» **Data records**:
____________________
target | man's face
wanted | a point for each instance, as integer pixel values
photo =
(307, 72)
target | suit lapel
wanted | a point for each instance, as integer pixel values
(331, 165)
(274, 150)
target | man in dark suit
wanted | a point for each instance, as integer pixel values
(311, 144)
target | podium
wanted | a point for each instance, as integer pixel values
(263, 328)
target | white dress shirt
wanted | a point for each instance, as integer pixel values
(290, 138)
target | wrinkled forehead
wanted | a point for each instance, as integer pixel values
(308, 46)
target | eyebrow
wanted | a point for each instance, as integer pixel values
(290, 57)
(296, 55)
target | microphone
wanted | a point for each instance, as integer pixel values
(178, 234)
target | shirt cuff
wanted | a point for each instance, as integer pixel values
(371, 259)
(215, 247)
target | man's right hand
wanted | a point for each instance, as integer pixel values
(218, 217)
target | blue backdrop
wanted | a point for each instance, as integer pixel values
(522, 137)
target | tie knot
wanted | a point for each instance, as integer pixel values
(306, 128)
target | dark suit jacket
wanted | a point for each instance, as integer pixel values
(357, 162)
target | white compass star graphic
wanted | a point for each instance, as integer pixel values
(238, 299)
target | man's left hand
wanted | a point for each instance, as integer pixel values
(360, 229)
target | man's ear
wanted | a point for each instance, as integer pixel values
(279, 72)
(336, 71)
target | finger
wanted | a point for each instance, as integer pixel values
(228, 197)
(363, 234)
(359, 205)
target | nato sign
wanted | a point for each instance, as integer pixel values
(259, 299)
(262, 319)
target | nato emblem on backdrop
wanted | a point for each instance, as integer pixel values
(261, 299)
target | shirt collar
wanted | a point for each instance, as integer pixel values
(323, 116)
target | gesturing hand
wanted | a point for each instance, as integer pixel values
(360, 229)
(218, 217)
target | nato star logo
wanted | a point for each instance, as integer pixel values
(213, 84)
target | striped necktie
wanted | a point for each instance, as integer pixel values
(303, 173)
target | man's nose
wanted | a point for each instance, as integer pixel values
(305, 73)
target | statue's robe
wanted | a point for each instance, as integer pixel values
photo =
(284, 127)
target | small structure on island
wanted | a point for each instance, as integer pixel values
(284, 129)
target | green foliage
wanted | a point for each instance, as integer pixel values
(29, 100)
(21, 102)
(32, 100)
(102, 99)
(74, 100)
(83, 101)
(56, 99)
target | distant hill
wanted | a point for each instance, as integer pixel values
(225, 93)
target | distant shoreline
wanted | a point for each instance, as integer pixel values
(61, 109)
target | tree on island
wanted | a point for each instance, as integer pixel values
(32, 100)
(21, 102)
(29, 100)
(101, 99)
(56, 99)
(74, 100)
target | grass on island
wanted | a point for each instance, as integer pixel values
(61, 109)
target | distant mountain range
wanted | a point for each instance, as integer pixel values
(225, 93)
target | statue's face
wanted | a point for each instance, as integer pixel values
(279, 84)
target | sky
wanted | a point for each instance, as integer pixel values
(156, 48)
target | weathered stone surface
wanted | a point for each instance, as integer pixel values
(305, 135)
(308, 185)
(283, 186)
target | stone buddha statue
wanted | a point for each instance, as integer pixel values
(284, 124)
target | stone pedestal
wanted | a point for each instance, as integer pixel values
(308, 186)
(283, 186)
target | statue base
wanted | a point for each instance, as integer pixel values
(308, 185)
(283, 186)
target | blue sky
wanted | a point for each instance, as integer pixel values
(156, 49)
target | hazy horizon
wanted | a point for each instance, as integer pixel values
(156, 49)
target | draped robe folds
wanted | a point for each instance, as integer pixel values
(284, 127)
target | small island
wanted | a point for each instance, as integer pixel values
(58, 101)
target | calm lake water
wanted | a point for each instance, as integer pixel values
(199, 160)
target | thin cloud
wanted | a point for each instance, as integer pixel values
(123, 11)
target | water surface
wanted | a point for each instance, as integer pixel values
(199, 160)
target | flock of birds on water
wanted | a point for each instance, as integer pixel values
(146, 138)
____________________
Line by line, copy the entries above exactly as they appear.

» **Response area**:
target | man's face
wanted | a point for each instance, as integer pixel values
photo =
(307, 72)
target | suit lapel
wanted | a point for each instance, as integer pixel values
(331, 165)
(274, 150)
target | man in dark suit
wanted | a point for each instance, as integer pixel values
(311, 144)
target | podium
wanted | a point for each instance, as integer pixel values
(263, 328)
target | white dress shirt
wanted | a point for each instance, as integer pixel values
(290, 138)
target | wrinkled forehead
wanted | a point for each instance, as integer pixel values
(308, 46)
target | eyebrow
wanted | a point for each instance, as integer pixel values
(290, 57)
(296, 55)
target | microphone
wanted | a point for each instance, as integer pixel values
(178, 234)
target | shirt cuff
wanted | a point for each instance, as integer pixel values
(371, 259)
(215, 247)
target | man's right hand
wanted | a point for each instance, as integer pixel values
(218, 217)
target | blue backdrop
wanted | a point for each instance, as integer pixel values
(522, 137)
target | tie knot
wanted | a point for each instance, as integer pixel values
(306, 128)
target | dark suit jacket
wanted | a point for each instance, as integer pixel values
(357, 162)
target | white compass star graphic
wanted | a point for each instance, as integer pixel values
(238, 299)
target | man's left hand
wanted | a point for each instance, as integer pixel values
(360, 229)
target | man's ear
wanted | a point for each instance, as integer pixel values
(279, 72)
(336, 71)
target | finger
wanted | a point for each instance, as integer pixel values
(228, 197)
(363, 234)
(359, 205)
target | nato sign
wanted | a point for each instance, as integer pixel values
(259, 299)
(262, 319)
target | nato emblem on backdrop
wanted | a point for each instance, as integer pixel values
(261, 299)
target | shirt collar
wanted | a point for each instance, as integer pixel values
(323, 116)
target | gesturing hand
wanted | a point for each instance, as integer pixel values
(360, 229)
(218, 217)
target | nato star logo
wanted | a point for each instance, as integer pixel values
(213, 84)
target | striped necktie
wanted | a point for each instance, as integer pixel values
(303, 173)
target | man's nose
wanted | a point for each instance, as integer pixel values
(305, 73)
target | statue's robe
wanted | a point for each instance, as integer pixel values
photo =
(284, 127)
target | small structure on island
wanted | a point for each instance, as integer pixel values
(284, 129)
target | green foliage
wanted | a point for each instance, as integer pixel values
(29, 100)
(21, 102)
(32, 100)
(102, 99)
(74, 100)
(83, 101)
(56, 99)
target | distant hill
wanted | a point for each instance, as integer pixel values
(225, 93)
target | distant shoreline
wanted | a point for each instance, as integer pixel values
(61, 109)
target | tree on island
wanted | a point for each instance, as integer pixel values
(32, 100)
(21, 102)
(29, 100)
(101, 99)
(56, 99)
(74, 100)
target | grass on island
wanted | a point for each instance, as integer pixel values
(61, 109)
target | distant mountain range
wanted | a point for each instance, as integer pixel values
(225, 93)
target | statue's face
wanted | a point for each instance, as integer pixel values
(279, 84)
target | sky
wanted | a point for each instance, as integer pixel values
(156, 48)
target | weathered stone surface
wanted | a point for each instance, as integer pixel values
(305, 135)
(308, 185)
(283, 186)
target | stone buddha statue
wanted | a point for each instance, as integer pixel values
(284, 124)
target | stone pedestal
wanted | a point for each instance, as integer pixel values
(308, 186)
(283, 186)
target | statue base
wanted | a point for each instance, as integer pixel values
(308, 185)
(283, 186)
target | blue sky
wanted | a point for each instance, as integer pixel values
(156, 49)
target | hazy horizon
wanted | a point for each instance, as integer pixel values
(156, 49)
target | draped robe folds
wanted | a point for each instance, as integer pixel values
(284, 127)
target | small island
wanted | a point for each instance, as integer pixel values
(58, 101)
target | calm lake water
wanted | a point for each instance, as integer pixel values
(199, 160)
target | thin cloud
wanted | a point for each instance, as integer pixel values
(123, 11)
target | water surface
wanted | a point for each instance, as integer pixel values
(199, 160)
target | flock of birds on water
wanted | a point for each instance, as integer pixel values
(146, 138)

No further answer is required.